WHAT THIS EXERCISE ASKS ->
a – In the text on setting up a company in Cyprus, what is the minimum number of shareholders for a Public Limited company?
b – Quote the text on setting up a company in Cyprus word for word, beginning at the words "The main legislative" and stopping after "shares they have.".
c – Extend the text on setting up a company in Cyprus, picking up right after its final sentence.

EXCERPT ->
* start *

Required documents for setting up a company in Cyprus

Investors who wish to organize their business in Cyprus must prepare the following documents and provide the following information with the Cyprus Trade Register:
  • name approval consent;
  • original Memorandum and Articles of Association;
  • declaration form (known as HE1 form);
  • declaration of registered office address Form concerning (known as HE2 form);
  • form containing details on the legal entity Directors and Secretary (known as HE3 form);
  • list of employees who will act as directors, in case of a public company (HE5).
At the end of the registration process, the following documents will be issued:
  • Certified Memorandum and Articles of Association;
  • Certificates of Incorporation;
  • Certificates of Shareholders;
  • Certificates of Directors and Secretary;
  • Certificate of registered office address;
  • Share Certificates.
To register with the tax department, the Cyprus legal entity must provide the following documents:
  • Form 162 which is filled out for registration as a taxpayer with further receipt of a Tax Identification Number (TIN);
  • Form 101 for registration for VAT ( filled out when the VAT limit is reached or by willful registration).
— Company Registration in Cyprus

Choosing a business entity

The most important and first step in setting up your Cyprus business will be to decide the structure to use. After understanding your business goals and activities, our team of dedicated consultants will recommend the most suitable corporate entity for you to carry out your business.
The main legislative body governing the rules and policies of corporations in Cyprus is the Companies Act, Chapter 113. Depending on the type of legal entity you want to set up, you need to follow the relevant procedures and set up the most suitable company to meet your needs.
Types of companies in Cyprus
There are two types of companies falling into this category, namely Private Limited Liability (Ltd) and Public Limited Liability (PLC). The above types of Cypriot legal entities differ by the size and the number of shares they have.
For a Private Limited company there is no need for formation, there is no a required minimum amount for the capital shares. The shareholders subscribe for shares, both monetary or non-monetary, which have an appropriate nominal value and which, in turn can not be transferred. The liability for the company’s debts and obligations is appointed to each member to the extent of the nominal value of their respective shares. The maximum number of partners to such type of legal entity is up to 50.
A minimum share capital requirement for a Public Limited company is approximately €25,650. The main characteristics of this type of company are the same as those of a limited liability company, but with the difference that there is no limit to the number of partners that can register. In addition, the shares are freely tradable, and the minimum number of shareholders is 7 people.
There have been several amendments on the law regarding Partnerships; the most recent ones are specified in the Partnerships and Business Law, Cap. 116.
There are three types of Partnerships, namely the General Partnership, the Limited Partnership and the Limited Liability Partnership (LLP).
For the first two types of partnerships is 2 participants as a requirement, and the maximum number is 20. It is worth noting that there are no restrictions on the number of partners that can join a Limited Liability Partnership, although it is also mandatory start with at least two.

* end *

DATA SHOWN ->
* start *

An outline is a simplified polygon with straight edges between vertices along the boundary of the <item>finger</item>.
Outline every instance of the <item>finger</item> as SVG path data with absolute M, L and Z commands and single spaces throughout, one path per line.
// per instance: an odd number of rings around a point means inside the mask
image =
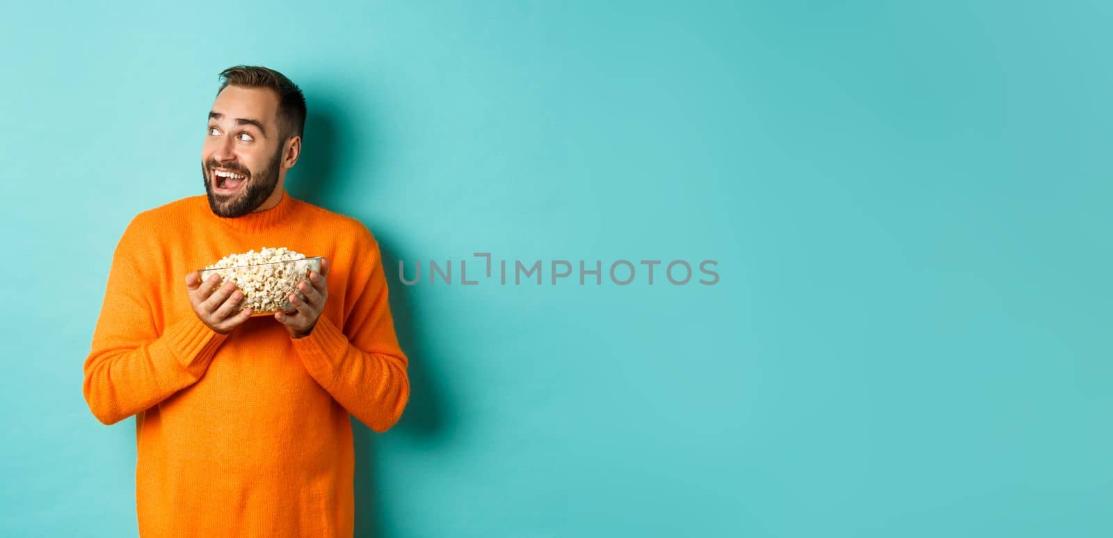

* end *

RESULTS IN ORDER ->
a – 7 people.

b –
The main legislative body governing the rules and policies of corporations in Cyprus is the Companies Act, Chapter 113. Depending on the type of legal entity you want to set up, you need to follow the relevant procedures and set up the most suitable company to meet your needs.
Types of companies in Cyprus
There are two types of companies falling into this category, namely Private Limited Liability (Ltd) and Public Limited Liability (PLC). The above types of Cypriot legal entities differ by the size and the number of shares they have.

c –
In an LLP, the limited partners can either be legal or natural persons, or both. It is required to have at least one of them as the general partner, who will hold unlimited liability for the debts and obligations of the partnership. The rest of the limited partners will have no liability for such debts and obligations, but rather, their liability will be limited to the amount of their contribution within the shares of the partnership.
Sole traders
If you are one of those people who want to manage companies and control all processes on their own, a sole trader is the most suitable choice. This is a business in its simplest form and there are no requirements for the authorized capital for sole traders, and the obligations lie solely with the owner.
International trust
International trusts are mostly used for tax planning purposes by non-resident settlors and beneficiaries since they offer full foreign ownership and no income or estate taxes. At least one of the trustees must of this international trust must be a permanently resident in Cyprus. In addition, it is worth adding that trust property can include both movable and immovable property in Cyprus and/or abroad, as well as shares in Cypriot companies.
Additional forms of doing business: branch, representative office or subsidiary
If any foreign legal entity is interested in entering the Cypriot market, then the owners can create branches, representative offices or subsidiaries that will operate in the country as a continuation of these companies. Depending on the agreement made between the shareholders, this type of additional form of economic activity can either operate as an extension of the original company or can be established as a separate legal entity where, for example, a Cypriot company has a foreign legal entity as its shareholder.

Company name

When you decide to set up a company in Cyprus, apart from choosing the form of a legal entity, one of the first and most important issues is the choice of the name of the company. When choosing a name, don’t forget about the legal requirements behind choosing a legal entity name. Any name requires the approval of the Department of Registrar of Companies and Official Receiver. Company name reservation in Cyprus is valid for six months. During the specified time period, the applicant can submit the remaining documents for company registration. Also, the Trade Register will keep the business name in its archives until the Cypriot company is dissolved and an application for removal is submitted.
When and how to apply
Obtaining approval of a proposed name for a new business will be one of the very first steps taken when starting a Cypriot company formation. The application must be filed with the Department of Registrar of Companies and Official Receiver in the prescribed form and upon payment of the prescribed fee.
What information does the Registrar require?
The application includes details of the proposed name, as well as a description of the nature of the business, the meaning of the words, and the names of the directors or partners. The company or trademark statement must also be included.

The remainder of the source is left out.